::: SOURCE EXTRACT :::

# Plotting with pandas Series

Both pandas Series and DataFrames have a `plot` method capable of creating a variety of plots with the data they contain. pandas directly uses matplotlib for all of its plotting and does not have any plotting capabilities on its own. pandas simply calls matplotlib's plotting functions internally, supplying them the arguments for you. pandas provides only a small subset of the total available types of plots that matplotlib offers. pandas does not give you full control over the plots it creates. However, it does return the underlying matplotlib axes object, which you can assign to a variable, and then use to customize the plot however you wish.

::: GIVEN RECORDS :::

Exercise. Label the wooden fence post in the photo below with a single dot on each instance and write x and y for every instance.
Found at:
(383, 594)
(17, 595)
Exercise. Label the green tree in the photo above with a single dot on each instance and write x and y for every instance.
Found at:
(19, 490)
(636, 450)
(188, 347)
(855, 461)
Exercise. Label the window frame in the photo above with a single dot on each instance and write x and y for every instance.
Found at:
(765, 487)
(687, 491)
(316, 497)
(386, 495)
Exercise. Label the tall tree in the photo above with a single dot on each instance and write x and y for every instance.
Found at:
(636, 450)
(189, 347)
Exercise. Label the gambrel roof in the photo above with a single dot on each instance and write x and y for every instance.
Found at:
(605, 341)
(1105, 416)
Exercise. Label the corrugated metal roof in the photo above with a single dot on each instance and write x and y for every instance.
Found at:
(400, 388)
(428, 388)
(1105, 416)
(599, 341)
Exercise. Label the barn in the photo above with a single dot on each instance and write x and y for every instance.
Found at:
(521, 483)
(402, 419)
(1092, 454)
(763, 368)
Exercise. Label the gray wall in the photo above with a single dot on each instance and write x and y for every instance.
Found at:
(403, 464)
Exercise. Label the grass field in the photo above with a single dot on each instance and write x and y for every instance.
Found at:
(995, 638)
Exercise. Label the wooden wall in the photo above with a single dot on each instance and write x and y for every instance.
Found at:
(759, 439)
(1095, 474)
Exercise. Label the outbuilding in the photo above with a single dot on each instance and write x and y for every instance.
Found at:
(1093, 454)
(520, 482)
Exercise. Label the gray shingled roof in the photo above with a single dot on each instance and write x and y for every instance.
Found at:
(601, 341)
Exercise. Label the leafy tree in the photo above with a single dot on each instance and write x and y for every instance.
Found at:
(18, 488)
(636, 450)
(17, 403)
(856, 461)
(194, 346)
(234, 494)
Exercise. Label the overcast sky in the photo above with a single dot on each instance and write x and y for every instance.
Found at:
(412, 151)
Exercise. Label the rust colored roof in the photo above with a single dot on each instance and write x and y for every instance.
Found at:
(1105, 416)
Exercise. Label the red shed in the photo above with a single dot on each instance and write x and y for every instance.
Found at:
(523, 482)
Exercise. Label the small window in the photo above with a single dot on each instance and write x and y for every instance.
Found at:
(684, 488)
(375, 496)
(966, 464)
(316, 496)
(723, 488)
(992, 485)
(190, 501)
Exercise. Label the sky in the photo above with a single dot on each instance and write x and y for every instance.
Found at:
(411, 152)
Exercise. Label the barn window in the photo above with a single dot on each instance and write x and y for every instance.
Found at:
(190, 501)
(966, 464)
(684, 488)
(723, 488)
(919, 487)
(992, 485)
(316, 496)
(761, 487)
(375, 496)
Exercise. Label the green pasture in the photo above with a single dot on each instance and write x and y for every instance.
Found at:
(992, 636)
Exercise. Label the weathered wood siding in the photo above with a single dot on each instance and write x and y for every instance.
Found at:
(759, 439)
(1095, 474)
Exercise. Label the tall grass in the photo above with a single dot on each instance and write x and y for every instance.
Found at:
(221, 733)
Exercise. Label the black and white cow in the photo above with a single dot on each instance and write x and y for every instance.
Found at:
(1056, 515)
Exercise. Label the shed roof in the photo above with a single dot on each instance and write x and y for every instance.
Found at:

:::

_EXERCISES_
1. Answer these questions using the passage on plotting with pandas Series:
(a) Which library does pandas rely on for all of its plotting?
(b) How does the selection of plot types in pandas compare with what matplotlib offers?
(c) What does pandas return that can be assigned to a variable and used to customize a plot?
2. Write the next part of the passage on plotting with pandas Series, continuing from its final sentence.
The records are independent material, not part of the passage on pandas plotting.

_THE ANSWERS_
1.
(a) matplotlib
(b) pandas provides only a small subset of the plot types available in matplotlib.
(c) The underlying matplotlib axes object

2.
### Series plots

In this chapter, we cover plotting with the simpler pandas Series. All plotting runs through the `plot` method with the `kind` parameter controlling the type of plot. Set the `kind` parameter equal to one of the following strings:

* `line` - line plot (default)
* `bar` - vertical bar plot
* `barh` - horizontal bar plot
* `box` - box plot
* `hist` - histogram
* `kde` - kernel density estimation plot
* `pie` - pie plot
* `area` - area plot

For all of these plots, the Series **index** is used as the x-values and the Series **values** as the y-values. We begin by reading in the stocks dataset and selecting Amazon's closing price as a Series.

In [None]:
import pandas as pd
import matplotlib.pyplot as plt
plt.style.use('mdap.mplstyle')
stocks = pd.read_csv('../data/stocks/stocks10.csv', index_col='date', 
                     parse_dates=['date'])
amzn = stocks['AMZN']
amzn.head(3)

## Line plots

We'll now create a line plot of these prices. The `kind` method is defaulted to `'line'`, but since that's not an intuitive default, it is set explicitly below. pandas uses matplotlib to create the figure and axes for you and returns the axes which we assign to a variable.

In [None]:
ax = amzn.plot(kind='line')

Let's verify that we have a matplotlib axes.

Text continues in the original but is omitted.